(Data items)
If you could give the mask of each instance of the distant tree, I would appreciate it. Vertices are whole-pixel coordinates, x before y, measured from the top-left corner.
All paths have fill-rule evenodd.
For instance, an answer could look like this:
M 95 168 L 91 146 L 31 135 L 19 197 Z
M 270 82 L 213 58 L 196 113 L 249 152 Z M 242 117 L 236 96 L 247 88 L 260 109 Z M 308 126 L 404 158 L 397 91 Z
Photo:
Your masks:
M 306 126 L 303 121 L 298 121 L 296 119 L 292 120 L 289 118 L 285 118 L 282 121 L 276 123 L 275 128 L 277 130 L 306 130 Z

▶ [Your task]
Pull out every line of the material that contains the word "instance" and copy each one in full.

▶ [Answer for the task]
If you could give the mask of each instance of the distant tree, I would appreciate it. Vertices are whole-pixel coordinates, x before y, measured from the top-left corner.
For instance, an answer could look like this:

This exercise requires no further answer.